:: Work request ::
Among the lines below, how many have the word "cloud"? The reply is that number alone.

-- Dataset records follows --

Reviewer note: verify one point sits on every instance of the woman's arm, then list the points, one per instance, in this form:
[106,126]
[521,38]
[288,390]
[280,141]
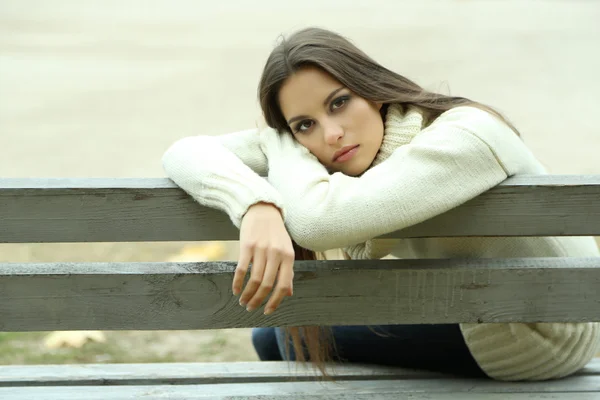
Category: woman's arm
[222,172]
[445,165]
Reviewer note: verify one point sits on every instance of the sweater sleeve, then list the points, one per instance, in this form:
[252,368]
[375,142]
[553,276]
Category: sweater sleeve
[222,172]
[444,166]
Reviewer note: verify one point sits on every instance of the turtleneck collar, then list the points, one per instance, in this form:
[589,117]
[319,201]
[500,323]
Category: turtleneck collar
[400,127]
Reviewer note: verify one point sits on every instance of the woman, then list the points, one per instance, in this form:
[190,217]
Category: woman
[354,151]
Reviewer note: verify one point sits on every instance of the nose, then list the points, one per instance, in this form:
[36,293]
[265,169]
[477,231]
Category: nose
[332,131]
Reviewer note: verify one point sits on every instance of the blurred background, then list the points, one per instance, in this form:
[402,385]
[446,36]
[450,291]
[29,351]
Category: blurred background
[101,88]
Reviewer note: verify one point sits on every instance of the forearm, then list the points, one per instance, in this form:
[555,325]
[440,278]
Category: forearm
[215,176]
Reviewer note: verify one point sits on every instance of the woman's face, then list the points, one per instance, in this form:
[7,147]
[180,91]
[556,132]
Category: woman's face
[344,131]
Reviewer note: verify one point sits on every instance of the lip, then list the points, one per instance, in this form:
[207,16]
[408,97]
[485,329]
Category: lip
[343,151]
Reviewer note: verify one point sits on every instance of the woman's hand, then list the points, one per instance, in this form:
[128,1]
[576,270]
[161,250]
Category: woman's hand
[265,242]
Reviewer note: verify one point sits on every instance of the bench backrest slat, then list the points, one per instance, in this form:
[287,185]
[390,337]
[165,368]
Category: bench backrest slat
[131,210]
[115,296]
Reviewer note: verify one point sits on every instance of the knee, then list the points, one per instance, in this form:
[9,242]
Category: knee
[265,344]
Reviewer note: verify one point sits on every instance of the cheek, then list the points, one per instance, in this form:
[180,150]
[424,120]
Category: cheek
[313,146]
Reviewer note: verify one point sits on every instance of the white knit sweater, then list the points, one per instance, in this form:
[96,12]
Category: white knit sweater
[418,173]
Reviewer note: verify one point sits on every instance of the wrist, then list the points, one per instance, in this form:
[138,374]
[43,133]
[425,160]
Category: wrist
[264,206]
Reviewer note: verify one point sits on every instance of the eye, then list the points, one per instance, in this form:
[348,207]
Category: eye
[303,126]
[339,102]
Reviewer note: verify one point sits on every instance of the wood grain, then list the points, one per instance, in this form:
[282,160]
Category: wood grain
[121,296]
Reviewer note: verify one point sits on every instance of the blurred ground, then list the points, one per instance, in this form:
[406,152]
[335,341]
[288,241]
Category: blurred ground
[102,88]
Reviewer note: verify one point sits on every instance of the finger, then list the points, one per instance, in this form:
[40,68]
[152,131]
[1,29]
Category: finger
[285,281]
[256,274]
[240,270]
[268,280]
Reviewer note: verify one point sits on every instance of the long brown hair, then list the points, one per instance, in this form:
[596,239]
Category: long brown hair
[337,56]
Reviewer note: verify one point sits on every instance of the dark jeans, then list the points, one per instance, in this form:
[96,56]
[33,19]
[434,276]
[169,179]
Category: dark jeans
[431,347]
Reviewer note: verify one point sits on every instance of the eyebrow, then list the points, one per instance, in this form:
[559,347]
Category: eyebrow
[327,99]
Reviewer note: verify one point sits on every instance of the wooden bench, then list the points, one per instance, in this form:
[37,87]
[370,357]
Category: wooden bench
[147,296]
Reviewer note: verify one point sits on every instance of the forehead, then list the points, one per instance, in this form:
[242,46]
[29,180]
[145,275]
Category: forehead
[304,91]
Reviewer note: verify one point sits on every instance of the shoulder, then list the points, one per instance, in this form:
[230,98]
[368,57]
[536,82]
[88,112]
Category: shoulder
[503,141]
[474,120]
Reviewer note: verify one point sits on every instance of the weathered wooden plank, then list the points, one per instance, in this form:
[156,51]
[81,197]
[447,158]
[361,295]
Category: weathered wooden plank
[193,373]
[207,373]
[106,296]
[455,389]
[155,209]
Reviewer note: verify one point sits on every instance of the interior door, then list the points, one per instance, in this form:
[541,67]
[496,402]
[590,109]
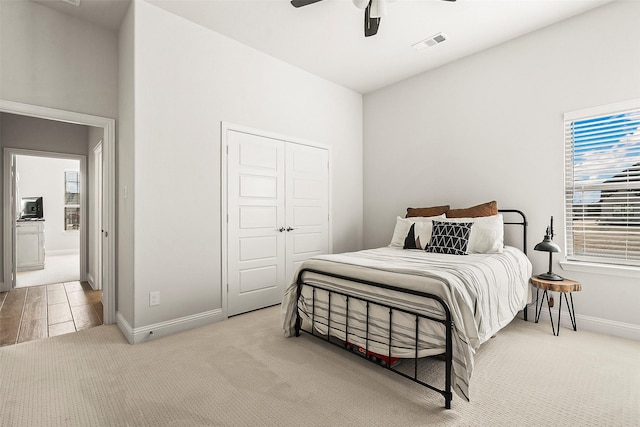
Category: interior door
[15,211]
[307,204]
[98,231]
[256,221]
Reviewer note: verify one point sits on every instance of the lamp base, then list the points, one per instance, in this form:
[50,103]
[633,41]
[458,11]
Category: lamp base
[550,276]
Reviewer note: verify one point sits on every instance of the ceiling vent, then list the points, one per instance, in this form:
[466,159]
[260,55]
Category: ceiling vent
[430,42]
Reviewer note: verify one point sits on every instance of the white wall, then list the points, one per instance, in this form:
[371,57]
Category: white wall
[125,172]
[489,126]
[44,176]
[54,60]
[187,81]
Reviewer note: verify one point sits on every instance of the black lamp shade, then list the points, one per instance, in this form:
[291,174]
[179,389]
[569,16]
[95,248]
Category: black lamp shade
[547,245]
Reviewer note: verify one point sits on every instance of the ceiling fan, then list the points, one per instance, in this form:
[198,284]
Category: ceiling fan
[373,11]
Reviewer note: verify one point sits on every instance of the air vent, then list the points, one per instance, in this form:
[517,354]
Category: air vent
[430,42]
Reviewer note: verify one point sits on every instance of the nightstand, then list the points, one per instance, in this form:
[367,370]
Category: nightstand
[566,286]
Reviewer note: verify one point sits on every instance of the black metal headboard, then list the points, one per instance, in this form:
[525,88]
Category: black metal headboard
[523,223]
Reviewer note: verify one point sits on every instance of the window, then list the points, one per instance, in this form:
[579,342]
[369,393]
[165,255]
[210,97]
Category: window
[71,200]
[602,184]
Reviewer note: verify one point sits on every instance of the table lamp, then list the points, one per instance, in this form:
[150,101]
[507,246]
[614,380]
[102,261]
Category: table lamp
[547,245]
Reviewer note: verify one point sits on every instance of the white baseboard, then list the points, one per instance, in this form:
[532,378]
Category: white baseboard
[157,330]
[588,323]
[63,252]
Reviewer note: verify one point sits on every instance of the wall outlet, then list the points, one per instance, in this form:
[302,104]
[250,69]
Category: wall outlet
[154,298]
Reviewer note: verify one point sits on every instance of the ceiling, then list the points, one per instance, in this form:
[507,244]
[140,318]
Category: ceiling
[326,38]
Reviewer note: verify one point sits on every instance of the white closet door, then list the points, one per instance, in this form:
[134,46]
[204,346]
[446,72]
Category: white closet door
[256,213]
[307,204]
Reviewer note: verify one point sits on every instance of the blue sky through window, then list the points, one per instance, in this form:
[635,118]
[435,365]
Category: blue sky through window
[603,147]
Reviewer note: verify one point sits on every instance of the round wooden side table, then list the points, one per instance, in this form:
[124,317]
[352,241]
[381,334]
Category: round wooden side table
[566,286]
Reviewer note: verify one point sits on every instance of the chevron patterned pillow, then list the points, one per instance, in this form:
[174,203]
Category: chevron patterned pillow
[449,238]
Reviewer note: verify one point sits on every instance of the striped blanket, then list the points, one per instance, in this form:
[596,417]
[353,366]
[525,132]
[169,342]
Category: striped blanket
[484,292]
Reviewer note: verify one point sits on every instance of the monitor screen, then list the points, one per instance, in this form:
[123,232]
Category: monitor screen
[32,207]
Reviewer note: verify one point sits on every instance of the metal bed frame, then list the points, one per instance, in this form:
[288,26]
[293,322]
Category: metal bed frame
[447,322]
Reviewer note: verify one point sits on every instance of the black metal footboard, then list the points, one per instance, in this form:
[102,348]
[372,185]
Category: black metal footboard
[447,322]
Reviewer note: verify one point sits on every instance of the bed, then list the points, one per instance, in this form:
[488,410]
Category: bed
[398,306]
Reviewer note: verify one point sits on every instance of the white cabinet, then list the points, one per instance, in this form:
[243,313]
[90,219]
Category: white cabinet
[278,215]
[30,245]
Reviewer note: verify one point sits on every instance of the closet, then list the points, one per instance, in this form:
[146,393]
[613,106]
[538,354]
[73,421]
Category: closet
[277,214]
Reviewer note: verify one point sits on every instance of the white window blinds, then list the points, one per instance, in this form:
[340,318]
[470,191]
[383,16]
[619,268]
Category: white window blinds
[602,184]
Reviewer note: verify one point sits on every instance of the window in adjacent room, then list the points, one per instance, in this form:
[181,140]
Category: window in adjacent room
[72,200]
[602,184]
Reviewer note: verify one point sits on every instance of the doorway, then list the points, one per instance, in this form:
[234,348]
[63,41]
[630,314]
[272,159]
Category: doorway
[107,200]
[48,237]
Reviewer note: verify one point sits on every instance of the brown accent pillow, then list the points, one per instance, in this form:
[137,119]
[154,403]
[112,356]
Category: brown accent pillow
[431,211]
[484,209]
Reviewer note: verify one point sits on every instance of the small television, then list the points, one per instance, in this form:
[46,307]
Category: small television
[32,208]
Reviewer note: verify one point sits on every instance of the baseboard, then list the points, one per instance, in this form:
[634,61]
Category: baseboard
[157,330]
[589,323]
[62,252]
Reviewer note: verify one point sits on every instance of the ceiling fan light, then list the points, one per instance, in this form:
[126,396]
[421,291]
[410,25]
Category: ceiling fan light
[378,8]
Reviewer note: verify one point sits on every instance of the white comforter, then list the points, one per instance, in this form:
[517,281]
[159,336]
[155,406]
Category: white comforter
[483,291]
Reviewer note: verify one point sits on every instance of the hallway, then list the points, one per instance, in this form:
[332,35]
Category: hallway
[48,310]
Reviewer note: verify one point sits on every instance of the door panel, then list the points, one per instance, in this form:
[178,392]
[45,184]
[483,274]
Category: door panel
[307,204]
[256,212]
[278,215]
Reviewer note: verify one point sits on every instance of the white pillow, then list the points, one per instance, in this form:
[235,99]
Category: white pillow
[422,233]
[487,234]
[404,224]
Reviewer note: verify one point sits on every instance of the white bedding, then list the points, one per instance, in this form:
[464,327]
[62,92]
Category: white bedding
[483,291]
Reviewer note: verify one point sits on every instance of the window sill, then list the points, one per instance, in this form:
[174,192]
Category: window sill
[607,269]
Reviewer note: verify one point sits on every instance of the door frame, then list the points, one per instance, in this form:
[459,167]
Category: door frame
[225,127]
[9,154]
[108,195]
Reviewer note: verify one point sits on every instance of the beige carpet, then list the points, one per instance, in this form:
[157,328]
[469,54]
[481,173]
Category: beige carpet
[243,372]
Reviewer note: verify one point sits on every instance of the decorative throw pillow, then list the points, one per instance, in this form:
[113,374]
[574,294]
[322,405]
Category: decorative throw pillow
[487,234]
[402,228]
[484,209]
[418,236]
[431,211]
[450,238]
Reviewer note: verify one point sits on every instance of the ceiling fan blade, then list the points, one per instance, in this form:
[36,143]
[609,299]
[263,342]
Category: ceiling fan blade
[300,3]
[370,24]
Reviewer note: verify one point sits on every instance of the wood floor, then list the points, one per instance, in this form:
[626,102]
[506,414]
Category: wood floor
[48,310]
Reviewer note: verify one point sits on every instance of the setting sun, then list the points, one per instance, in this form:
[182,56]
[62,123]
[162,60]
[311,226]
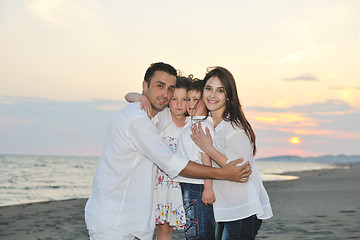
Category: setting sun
[295,140]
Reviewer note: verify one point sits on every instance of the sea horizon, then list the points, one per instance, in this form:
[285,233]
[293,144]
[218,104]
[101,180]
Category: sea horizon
[35,178]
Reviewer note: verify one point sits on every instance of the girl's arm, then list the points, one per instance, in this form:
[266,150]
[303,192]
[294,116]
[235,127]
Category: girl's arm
[208,196]
[144,101]
[205,143]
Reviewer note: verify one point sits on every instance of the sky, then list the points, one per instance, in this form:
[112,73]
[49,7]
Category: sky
[66,65]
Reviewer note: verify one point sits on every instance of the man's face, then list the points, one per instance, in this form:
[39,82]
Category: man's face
[160,91]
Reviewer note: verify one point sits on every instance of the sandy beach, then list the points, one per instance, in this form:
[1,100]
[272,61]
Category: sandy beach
[322,204]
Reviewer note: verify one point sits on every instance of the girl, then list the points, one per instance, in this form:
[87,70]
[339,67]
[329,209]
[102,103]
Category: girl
[198,195]
[169,209]
[240,207]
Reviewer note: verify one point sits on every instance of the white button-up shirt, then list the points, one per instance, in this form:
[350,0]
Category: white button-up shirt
[123,183]
[188,149]
[234,200]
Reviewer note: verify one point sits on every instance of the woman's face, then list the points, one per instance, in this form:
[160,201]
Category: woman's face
[215,96]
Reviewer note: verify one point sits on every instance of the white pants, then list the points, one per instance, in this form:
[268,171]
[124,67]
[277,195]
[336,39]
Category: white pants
[110,234]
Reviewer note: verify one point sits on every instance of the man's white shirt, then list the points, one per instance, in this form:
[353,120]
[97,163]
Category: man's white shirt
[123,183]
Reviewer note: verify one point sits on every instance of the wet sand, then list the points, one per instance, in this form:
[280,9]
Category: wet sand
[322,204]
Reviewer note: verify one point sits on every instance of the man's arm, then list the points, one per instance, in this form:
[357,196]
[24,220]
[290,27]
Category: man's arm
[229,171]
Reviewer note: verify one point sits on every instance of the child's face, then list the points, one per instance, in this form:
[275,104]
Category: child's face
[178,102]
[195,106]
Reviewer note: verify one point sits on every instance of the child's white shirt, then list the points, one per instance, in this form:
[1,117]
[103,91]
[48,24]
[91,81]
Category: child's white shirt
[188,149]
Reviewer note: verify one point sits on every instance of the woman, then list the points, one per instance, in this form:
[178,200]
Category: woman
[239,207]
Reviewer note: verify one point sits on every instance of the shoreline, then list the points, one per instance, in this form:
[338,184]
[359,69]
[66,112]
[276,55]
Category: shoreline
[321,204]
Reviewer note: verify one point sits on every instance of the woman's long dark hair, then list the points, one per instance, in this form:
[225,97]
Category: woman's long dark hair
[233,110]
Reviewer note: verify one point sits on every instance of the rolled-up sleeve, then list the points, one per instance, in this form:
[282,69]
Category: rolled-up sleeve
[143,136]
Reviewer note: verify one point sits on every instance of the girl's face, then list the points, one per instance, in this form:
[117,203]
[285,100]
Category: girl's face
[178,102]
[215,96]
[196,106]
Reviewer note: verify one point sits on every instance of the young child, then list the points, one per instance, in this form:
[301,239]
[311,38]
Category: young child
[169,209]
[198,195]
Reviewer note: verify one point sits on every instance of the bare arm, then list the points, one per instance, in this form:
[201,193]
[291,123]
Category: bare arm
[208,196]
[144,101]
[229,171]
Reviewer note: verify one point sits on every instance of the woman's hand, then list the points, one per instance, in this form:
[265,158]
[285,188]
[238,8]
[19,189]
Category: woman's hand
[208,196]
[201,139]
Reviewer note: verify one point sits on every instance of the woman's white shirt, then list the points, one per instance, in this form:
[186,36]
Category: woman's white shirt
[236,201]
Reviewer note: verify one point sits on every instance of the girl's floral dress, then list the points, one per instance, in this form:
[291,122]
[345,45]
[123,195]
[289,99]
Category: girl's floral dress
[168,201]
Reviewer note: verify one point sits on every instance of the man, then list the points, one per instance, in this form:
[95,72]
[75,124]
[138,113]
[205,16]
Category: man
[120,206]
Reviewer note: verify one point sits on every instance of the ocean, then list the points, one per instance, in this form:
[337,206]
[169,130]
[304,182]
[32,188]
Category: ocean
[31,178]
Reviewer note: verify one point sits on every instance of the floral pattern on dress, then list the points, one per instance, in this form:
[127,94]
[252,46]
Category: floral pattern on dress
[169,205]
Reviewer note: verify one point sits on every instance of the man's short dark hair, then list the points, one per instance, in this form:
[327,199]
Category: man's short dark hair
[159,66]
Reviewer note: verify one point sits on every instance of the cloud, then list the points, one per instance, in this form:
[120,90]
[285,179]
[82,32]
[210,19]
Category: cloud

-- Dataset records concluded --

:: Expected output ::
2